> REQUIREMENT 1
Print, word for word, the stretch of the records below from the line containing "Where can the driver in" through the end of the records.

> SELECTED PASSAGE
= = = = = = =

Das Institut

DAS INSTITUT in conversation with Francesco Garutti

Abstract Anxiety

The basis (or rather the necessary fiction—or rather the door to the maze) being Kerstin Brätsch and Adele Röder. Begin, then, here, now, with them. “Begin, ephebe, by perceiving the idea/ Of this invention . . .”1

 

Kerstin Brätsch. Glow Rod Tanning with. . . .2 The subject: the suffering of painting. The aim: to cast a damning light on painting.3 A painting always asks, craves, to “be in the right light” (to find its place under the sun  . . .). But imagine a Vermeer hanging in a garage: It would suffer. The transparent paintings are exposed to artificial light—to aggressive light.4 Backstage light. They are scrutinized and dissected. And, as in an X-ray, each painting MUST fail—fail its beauty—because nothing is hidden.

Adele Röder. COMCORRÖDER. En-Lightening / En-Visioning / En-Signing. How to overcome the rigidity of fabric, its inanimate material being, regular and abstract, and unfold its possible forms projected onto a woman’s body [a world’s surface]? How to obtain plastic effects that can highlight, without the use of touch, the metric features of weave, thickness, weight, and color? How to proceed from the idea of De-Sign toward the idea of En-Sign?5

 

 

1 “. . . this invented world,/ The inconceivable idea of the sun.” (Cf., being in the right light.)

= = = = = = =

Records excerpted from a collection
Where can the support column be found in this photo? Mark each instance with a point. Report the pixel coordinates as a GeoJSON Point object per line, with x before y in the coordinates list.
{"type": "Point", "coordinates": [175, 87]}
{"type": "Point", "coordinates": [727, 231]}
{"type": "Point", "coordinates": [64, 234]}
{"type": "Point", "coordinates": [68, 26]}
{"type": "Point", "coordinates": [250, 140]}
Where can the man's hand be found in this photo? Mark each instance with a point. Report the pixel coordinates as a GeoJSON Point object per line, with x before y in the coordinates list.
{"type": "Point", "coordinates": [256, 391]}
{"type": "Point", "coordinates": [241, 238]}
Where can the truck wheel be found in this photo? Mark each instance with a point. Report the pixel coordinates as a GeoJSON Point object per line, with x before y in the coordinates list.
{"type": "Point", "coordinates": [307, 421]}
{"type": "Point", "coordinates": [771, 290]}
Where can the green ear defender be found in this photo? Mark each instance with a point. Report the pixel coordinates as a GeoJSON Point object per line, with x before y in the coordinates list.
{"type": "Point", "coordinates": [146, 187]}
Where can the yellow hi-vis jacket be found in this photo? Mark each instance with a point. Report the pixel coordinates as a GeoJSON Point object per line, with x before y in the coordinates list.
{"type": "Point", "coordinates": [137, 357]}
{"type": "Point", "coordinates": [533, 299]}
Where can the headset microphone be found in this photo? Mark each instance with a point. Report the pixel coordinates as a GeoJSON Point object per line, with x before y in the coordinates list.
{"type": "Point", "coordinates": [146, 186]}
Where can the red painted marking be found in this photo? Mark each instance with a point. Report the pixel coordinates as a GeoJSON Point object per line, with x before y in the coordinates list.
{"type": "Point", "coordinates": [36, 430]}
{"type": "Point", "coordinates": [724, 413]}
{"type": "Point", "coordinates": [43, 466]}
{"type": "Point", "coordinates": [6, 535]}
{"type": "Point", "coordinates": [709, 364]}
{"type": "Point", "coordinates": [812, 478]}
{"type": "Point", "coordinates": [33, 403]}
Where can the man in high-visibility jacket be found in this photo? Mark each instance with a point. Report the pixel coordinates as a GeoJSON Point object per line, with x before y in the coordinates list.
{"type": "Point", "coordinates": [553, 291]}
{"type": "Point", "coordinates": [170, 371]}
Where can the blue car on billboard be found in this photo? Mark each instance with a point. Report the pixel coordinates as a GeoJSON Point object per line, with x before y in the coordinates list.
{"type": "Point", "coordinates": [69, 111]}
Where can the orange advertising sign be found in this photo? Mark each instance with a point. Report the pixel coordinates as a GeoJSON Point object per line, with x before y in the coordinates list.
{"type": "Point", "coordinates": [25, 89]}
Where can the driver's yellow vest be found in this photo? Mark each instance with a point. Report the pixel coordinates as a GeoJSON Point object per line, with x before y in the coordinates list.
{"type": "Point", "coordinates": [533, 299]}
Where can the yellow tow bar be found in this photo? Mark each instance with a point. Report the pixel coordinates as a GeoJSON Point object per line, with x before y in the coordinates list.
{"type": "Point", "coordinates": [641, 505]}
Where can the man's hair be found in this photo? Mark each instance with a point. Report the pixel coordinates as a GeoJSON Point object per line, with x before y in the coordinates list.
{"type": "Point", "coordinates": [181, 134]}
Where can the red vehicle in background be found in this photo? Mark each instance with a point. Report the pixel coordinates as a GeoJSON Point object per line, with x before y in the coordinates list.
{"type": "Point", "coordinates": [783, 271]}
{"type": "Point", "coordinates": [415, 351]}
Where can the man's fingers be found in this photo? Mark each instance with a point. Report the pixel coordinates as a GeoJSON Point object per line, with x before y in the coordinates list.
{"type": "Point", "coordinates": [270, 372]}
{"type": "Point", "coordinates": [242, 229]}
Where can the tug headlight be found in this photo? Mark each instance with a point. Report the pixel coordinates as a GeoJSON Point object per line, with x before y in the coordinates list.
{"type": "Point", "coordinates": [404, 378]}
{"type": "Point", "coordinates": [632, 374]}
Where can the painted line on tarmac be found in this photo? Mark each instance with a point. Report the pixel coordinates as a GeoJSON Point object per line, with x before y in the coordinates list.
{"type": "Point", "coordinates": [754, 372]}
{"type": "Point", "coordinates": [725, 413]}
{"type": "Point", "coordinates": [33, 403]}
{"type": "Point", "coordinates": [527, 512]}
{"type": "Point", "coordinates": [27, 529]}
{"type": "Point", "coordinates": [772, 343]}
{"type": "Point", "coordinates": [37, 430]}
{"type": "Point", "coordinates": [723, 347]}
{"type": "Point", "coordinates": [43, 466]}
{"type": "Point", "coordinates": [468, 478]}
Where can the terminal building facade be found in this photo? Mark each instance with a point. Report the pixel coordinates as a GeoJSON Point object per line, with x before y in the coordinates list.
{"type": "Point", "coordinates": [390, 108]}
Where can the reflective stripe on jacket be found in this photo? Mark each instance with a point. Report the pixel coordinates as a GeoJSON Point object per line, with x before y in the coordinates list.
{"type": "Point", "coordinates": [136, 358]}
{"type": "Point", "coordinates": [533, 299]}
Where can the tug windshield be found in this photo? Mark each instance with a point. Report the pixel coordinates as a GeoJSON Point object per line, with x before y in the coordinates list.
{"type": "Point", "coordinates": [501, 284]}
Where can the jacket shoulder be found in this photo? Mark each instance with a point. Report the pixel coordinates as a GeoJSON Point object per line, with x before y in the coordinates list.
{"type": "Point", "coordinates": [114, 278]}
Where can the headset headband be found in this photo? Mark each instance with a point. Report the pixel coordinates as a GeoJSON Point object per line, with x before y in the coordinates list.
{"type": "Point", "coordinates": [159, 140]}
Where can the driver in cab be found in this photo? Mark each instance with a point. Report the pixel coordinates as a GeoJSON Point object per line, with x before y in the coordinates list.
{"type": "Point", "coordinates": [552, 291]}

= = = = = = =

> REQUIREMENT 2
Output the stretch of the Das Institut passage from "DAS INSTITUT in" through "nothing is hidden.", copied word for word.

> EXERCISE RESPONSE 1
Where can the driver in cab be found in this photo? Mark each instance with a point. Report the pixel coordinates as a GeoJSON Point object per line, with x before y in the coordinates list.
{"type": "Point", "coordinates": [552, 291]}

> EXERCISE RESPONSE 2
DAS INSTITUT in conversation with Francesco Garutti

Abstract Anxiety

The basis (or rather the necessary fiction—or rather the door to the maze) being Kerstin Brätsch and Adele Röder. Begin, then, here, now, with them. “Begin, ephebe, by perceiving the idea/ Of this invention . . .”1

 

Kerstin Brätsch. Glow Rod Tanning with. . . .2 The subject: the suffering of painting. The aim: to cast a damning light on painting.3 A painting always asks, craves, to “be in the right light” (to find its place under the sun  . . .). But imagine a Vermeer hanging in a garage: It would suffer. The transparent paintings are exposed to artificial light—to aggressive light.4 Backstage light. They are scrutinized and dissected. And, as in an X-ray, each painting MUST fail—fail its beauty—because nothing is hidden.